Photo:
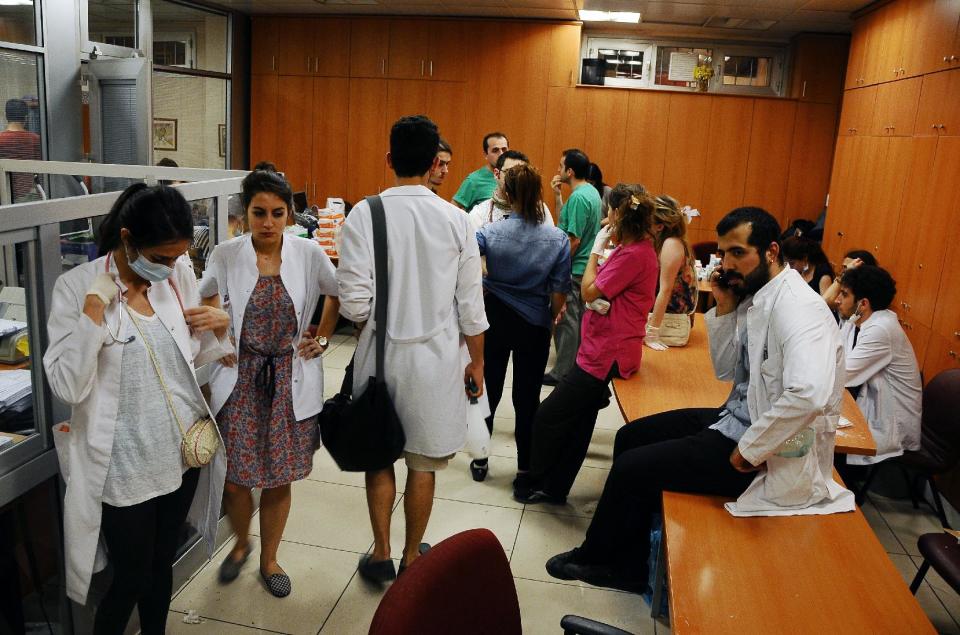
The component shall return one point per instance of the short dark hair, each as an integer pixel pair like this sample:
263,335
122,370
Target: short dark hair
873,283
764,228
413,145
864,255
266,181
516,155
16,111
578,161
154,215
492,135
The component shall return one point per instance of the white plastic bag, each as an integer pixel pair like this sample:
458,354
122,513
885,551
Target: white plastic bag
478,437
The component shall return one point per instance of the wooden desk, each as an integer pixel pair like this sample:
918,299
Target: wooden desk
683,378
809,574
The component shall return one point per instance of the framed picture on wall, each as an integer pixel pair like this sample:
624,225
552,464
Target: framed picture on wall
222,137
165,134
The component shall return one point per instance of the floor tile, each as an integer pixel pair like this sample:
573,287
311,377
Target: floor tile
928,600
880,527
456,483
319,577
541,537
175,626
907,523
451,517
355,610
542,604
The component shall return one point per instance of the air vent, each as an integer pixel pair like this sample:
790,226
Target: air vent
748,24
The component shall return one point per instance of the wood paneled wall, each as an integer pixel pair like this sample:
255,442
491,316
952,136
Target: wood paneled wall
897,166
325,91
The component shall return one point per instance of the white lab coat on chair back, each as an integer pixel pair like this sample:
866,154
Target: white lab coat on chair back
306,273
796,382
435,297
891,397
83,366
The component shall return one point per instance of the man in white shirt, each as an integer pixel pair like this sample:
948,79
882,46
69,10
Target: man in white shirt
434,330
881,368
496,207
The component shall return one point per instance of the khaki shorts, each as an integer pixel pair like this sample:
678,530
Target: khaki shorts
421,463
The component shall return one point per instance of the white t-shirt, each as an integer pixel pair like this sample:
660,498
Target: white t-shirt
486,212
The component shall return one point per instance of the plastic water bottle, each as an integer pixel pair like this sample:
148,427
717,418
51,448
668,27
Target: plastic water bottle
798,445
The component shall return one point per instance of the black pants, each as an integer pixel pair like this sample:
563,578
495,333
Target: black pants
563,428
530,345
142,543
673,451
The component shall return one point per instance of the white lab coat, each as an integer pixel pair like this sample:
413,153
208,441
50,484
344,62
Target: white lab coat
83,367
435,297
891,399
306,273
796,382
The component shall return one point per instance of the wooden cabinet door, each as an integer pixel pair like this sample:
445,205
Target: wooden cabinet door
368,141
331,108
263,118
409,49
564,55
447,59
895,113
296,46
685,168
331,47
369,47
295,131
811,159
939,109
768,167
731,121
921,235
647,116
264,45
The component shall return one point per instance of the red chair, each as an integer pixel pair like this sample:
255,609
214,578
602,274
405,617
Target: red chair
462,585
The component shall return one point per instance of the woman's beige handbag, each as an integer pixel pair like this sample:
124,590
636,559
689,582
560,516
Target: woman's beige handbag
201,441
675,329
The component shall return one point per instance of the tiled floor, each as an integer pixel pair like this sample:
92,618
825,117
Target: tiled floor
328,530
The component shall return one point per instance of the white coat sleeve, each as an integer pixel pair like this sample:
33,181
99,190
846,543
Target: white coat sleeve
809,375
724,347
872,354
72,358
355,273
469,294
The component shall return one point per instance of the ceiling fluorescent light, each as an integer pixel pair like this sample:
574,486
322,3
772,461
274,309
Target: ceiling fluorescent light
609,16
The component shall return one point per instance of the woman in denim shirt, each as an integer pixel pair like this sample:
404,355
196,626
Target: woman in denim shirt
528,276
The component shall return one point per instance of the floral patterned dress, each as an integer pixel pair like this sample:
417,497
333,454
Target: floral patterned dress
266,446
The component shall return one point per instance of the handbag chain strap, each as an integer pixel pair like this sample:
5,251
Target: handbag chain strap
156,366
379,219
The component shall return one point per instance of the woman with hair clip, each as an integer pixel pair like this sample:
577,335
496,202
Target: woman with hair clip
528,277
669,323
127,332
268,392
619,295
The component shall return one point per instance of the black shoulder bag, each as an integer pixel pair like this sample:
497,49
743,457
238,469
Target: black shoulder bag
365,434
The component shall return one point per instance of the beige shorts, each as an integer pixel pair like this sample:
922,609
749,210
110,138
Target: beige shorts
421,463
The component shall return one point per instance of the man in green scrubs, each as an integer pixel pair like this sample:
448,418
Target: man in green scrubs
480,185
580,219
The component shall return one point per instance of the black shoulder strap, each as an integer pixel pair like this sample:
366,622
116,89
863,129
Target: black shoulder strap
379,220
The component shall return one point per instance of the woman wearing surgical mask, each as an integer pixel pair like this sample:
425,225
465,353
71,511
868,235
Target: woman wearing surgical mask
806,257
266,395
127,332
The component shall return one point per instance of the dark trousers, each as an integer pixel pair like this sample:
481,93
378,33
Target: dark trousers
670,451
563,428
142,543
530,345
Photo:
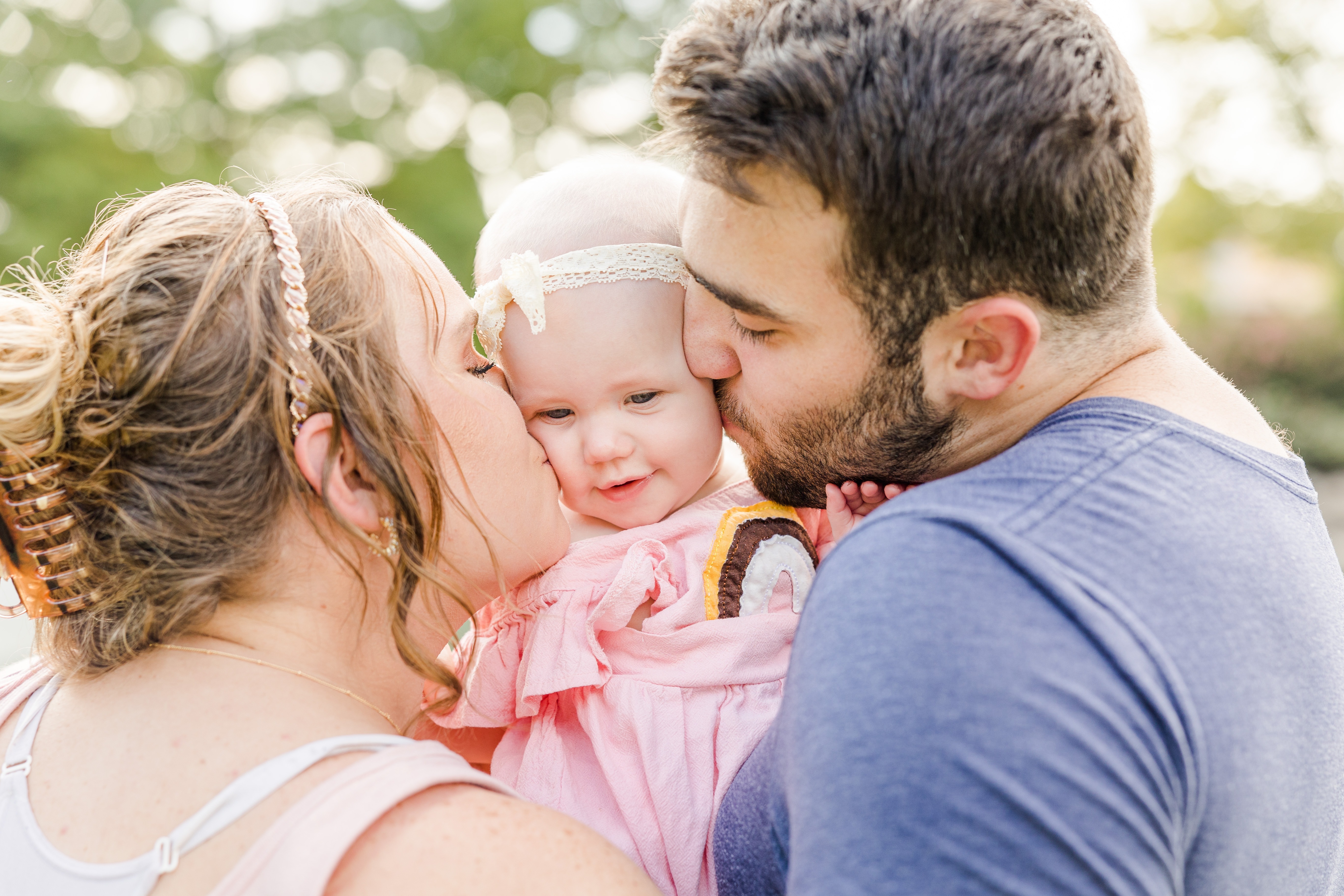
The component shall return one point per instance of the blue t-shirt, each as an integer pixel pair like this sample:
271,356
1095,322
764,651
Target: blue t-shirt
1109,660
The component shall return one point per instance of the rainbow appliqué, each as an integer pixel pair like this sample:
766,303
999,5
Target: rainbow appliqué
753,547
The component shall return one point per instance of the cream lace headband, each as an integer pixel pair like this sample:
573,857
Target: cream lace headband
526,281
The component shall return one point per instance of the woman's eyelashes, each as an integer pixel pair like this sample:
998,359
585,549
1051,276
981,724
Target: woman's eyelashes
751,335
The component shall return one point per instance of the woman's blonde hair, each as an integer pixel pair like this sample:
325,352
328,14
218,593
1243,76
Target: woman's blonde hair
155,363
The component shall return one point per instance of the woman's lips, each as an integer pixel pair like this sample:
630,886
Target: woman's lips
626,491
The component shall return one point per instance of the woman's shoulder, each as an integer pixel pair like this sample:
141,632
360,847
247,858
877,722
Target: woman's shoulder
463,839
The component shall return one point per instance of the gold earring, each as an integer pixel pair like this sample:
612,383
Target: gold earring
394,545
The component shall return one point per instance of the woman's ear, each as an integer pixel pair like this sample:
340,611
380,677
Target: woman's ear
980,350
347,492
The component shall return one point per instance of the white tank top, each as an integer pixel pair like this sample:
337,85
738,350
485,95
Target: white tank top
30,866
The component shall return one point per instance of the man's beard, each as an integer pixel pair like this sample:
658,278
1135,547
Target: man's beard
885,433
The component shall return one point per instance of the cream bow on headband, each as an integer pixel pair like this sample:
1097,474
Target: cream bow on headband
526,281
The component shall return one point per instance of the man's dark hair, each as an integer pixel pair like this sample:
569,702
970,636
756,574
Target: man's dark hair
974,147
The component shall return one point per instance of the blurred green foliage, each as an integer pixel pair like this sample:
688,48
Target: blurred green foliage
186,112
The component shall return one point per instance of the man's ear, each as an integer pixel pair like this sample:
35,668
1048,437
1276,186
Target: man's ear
980,350
350,493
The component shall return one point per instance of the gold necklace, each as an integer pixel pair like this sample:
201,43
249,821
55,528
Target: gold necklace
273,666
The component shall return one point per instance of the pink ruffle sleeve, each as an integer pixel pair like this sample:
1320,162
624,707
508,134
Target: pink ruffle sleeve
635,733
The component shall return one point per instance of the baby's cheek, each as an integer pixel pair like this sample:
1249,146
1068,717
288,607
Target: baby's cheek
561,452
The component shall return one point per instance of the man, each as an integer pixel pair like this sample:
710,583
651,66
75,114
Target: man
1101,651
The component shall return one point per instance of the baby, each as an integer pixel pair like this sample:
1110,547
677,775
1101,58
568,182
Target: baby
635,676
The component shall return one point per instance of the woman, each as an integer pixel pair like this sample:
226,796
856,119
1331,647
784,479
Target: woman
288,479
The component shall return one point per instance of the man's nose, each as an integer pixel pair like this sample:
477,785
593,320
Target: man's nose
708,336
605,443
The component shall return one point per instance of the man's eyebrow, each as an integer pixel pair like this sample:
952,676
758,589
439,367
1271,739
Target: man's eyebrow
741,303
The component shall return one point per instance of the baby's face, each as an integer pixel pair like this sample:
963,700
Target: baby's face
631,433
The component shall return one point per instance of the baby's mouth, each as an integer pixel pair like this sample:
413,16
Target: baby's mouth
626,490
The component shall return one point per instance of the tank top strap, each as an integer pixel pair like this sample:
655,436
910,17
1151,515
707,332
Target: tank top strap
234,801
18,757
300,852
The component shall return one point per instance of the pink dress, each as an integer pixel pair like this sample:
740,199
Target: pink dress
639,733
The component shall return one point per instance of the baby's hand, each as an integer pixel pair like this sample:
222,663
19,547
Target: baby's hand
850,503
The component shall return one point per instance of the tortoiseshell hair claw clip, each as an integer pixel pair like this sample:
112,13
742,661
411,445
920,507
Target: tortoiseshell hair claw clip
41,551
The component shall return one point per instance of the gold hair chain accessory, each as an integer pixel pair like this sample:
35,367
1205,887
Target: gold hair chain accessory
37,530
276,666
296,303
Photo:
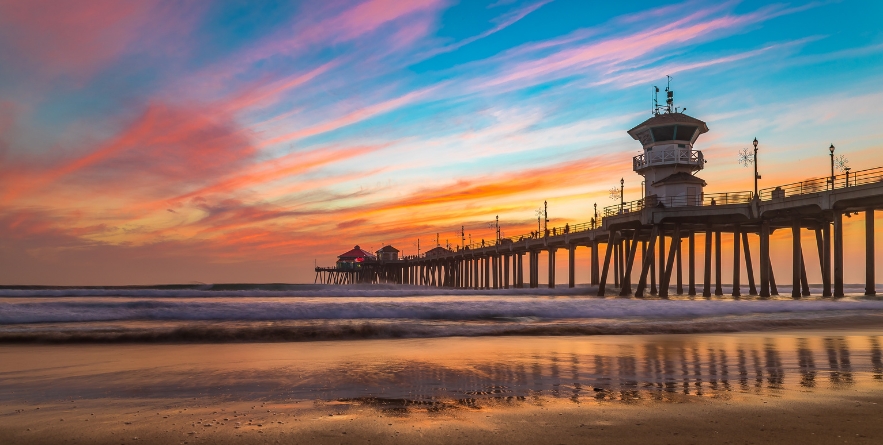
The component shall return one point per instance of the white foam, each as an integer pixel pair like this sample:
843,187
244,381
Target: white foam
501,307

--------

Action item: Take the records above from their first line through the line with "The component shall return one point per instance of the framed" and set those lines down word for word, minus the pictures.

Solution to this exercise:
Photo:
The component shall return one point per instance of the short dark hair, each as an integer pixel pair like this sample:
263,335
122,370
Target: short dark hair
873,283
764,228
413,145
864,255
266,181
516,155
16,111
578,161
154,215
492,135
The component shall return one point per instance of the white plastic bag, each as an integer pixel pair like this sample:
458,354
122,513
885,551
Target: white plastic bag
478,437
The component shall return one point per instance of the wooden desk, each as an integer pixel pair like this sample:
918,299
Target: wooden desk
683,378
809,574
The component shall return one point per instance of the framed picture on wall, each as an integer pixel pair like this sample:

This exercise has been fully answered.